EXERCISE DESCRIPTION: Each line below that includes the word "cabinet" is to be reported.

[Referring expression data]
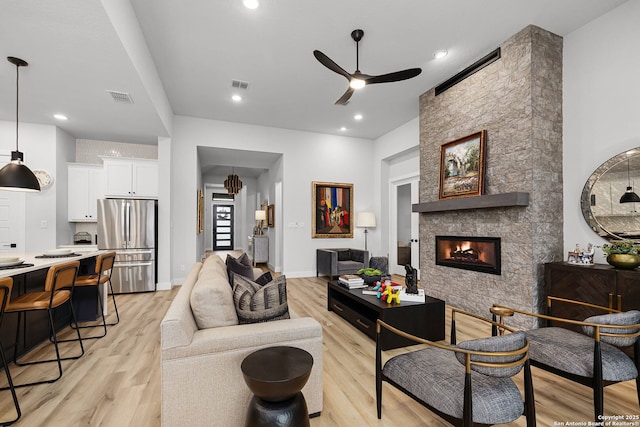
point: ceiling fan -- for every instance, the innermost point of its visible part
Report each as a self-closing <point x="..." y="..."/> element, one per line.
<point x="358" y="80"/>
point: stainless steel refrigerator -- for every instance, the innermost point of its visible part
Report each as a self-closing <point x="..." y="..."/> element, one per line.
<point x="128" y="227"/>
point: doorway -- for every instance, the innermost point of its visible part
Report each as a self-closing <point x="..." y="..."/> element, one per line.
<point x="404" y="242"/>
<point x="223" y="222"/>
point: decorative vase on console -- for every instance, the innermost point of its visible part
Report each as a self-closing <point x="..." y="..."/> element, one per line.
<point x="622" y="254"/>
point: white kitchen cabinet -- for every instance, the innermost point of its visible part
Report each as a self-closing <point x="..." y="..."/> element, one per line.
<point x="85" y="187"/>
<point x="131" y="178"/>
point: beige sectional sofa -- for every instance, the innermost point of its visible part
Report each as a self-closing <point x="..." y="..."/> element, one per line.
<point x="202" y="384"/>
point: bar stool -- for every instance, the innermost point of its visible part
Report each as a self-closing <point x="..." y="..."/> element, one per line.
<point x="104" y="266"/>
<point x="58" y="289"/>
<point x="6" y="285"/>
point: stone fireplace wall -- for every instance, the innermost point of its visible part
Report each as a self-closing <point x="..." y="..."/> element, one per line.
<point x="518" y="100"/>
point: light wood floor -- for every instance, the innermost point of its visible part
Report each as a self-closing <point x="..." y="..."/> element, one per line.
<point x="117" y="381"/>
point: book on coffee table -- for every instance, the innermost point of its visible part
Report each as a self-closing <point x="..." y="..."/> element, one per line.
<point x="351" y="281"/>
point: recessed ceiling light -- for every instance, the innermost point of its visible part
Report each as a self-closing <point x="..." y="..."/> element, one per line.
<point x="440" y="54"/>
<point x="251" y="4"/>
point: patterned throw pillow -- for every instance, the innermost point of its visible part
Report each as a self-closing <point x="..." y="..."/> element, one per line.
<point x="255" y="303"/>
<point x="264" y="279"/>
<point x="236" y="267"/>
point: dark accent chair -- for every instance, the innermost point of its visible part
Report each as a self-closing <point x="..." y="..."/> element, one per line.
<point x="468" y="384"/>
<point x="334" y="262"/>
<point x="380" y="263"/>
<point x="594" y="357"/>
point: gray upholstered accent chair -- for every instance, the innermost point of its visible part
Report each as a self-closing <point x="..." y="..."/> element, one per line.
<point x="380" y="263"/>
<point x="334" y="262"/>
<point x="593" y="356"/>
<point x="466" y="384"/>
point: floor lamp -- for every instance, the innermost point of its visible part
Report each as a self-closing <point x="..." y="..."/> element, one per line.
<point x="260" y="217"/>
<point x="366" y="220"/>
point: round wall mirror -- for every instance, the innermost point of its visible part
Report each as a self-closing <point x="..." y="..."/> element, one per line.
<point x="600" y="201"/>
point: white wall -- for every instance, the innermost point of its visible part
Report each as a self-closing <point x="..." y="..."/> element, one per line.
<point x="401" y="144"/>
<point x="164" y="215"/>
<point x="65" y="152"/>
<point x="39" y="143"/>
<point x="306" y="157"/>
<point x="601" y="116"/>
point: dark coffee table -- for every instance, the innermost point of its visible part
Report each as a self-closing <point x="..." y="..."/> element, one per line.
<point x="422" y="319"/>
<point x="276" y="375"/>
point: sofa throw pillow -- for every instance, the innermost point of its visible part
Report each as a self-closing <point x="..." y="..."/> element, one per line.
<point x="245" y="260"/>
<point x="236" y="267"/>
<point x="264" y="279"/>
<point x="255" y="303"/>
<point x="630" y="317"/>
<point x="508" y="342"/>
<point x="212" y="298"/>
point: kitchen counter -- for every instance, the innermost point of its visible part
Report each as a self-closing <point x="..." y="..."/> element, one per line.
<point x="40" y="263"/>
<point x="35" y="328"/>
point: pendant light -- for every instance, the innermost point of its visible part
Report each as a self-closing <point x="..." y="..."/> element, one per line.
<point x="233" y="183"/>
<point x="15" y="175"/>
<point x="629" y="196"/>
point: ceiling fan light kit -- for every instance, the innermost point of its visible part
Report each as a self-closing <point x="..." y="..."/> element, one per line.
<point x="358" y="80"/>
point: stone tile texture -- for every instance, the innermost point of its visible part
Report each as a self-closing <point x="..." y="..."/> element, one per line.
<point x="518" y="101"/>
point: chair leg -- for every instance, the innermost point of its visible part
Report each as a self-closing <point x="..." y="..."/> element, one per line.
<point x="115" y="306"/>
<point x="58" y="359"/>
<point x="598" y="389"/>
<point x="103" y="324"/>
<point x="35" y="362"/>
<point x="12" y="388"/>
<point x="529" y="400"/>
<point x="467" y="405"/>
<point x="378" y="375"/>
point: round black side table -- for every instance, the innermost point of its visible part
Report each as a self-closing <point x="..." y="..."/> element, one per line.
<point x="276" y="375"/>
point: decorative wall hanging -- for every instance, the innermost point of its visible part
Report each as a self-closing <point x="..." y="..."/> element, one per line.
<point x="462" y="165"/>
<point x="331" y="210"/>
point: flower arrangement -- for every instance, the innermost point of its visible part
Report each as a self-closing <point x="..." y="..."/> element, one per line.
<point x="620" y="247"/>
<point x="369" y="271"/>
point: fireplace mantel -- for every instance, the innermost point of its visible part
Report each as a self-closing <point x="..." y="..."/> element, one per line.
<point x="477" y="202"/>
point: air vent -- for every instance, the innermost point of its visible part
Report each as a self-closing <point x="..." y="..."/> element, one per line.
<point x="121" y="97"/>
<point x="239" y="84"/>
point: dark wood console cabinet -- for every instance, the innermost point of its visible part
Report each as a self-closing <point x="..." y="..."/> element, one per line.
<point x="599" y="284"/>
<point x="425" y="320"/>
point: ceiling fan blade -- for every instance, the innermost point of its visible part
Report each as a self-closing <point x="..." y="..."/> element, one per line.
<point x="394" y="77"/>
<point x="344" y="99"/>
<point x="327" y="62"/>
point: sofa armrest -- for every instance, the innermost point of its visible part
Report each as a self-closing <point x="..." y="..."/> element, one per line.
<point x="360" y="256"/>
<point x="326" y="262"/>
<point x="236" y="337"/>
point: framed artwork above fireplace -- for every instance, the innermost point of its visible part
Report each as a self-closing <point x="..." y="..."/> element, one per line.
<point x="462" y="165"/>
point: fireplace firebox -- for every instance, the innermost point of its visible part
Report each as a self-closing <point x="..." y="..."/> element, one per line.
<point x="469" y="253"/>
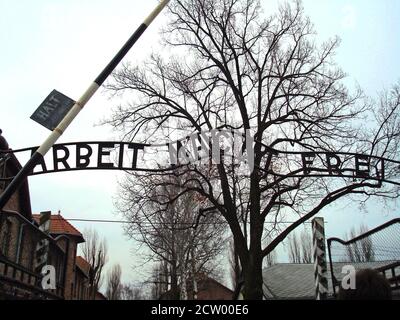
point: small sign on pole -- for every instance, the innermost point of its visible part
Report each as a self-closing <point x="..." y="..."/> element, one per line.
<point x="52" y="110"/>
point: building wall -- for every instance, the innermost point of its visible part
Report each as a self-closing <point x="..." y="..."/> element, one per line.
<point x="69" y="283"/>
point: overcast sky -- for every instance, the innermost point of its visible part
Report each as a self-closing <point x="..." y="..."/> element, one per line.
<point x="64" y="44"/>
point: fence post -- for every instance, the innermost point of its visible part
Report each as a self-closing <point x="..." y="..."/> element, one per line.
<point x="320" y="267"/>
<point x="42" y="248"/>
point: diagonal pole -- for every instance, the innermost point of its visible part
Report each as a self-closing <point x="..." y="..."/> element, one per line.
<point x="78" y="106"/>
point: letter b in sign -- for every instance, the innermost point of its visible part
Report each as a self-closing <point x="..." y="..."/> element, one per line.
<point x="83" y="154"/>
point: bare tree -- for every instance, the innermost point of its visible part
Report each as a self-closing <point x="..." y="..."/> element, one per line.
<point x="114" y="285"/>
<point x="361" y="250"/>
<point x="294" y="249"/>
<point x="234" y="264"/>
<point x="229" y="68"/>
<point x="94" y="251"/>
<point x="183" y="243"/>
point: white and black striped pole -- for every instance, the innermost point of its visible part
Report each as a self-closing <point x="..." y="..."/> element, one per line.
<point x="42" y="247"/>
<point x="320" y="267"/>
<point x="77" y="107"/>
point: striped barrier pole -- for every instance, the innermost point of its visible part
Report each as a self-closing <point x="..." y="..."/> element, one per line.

ANSWER BOX:
point: white kitchen cabinet -- for every instance, the innermost point of its visible part
point: dark wood console cabinet -- for every instance, the innermost point of its visible part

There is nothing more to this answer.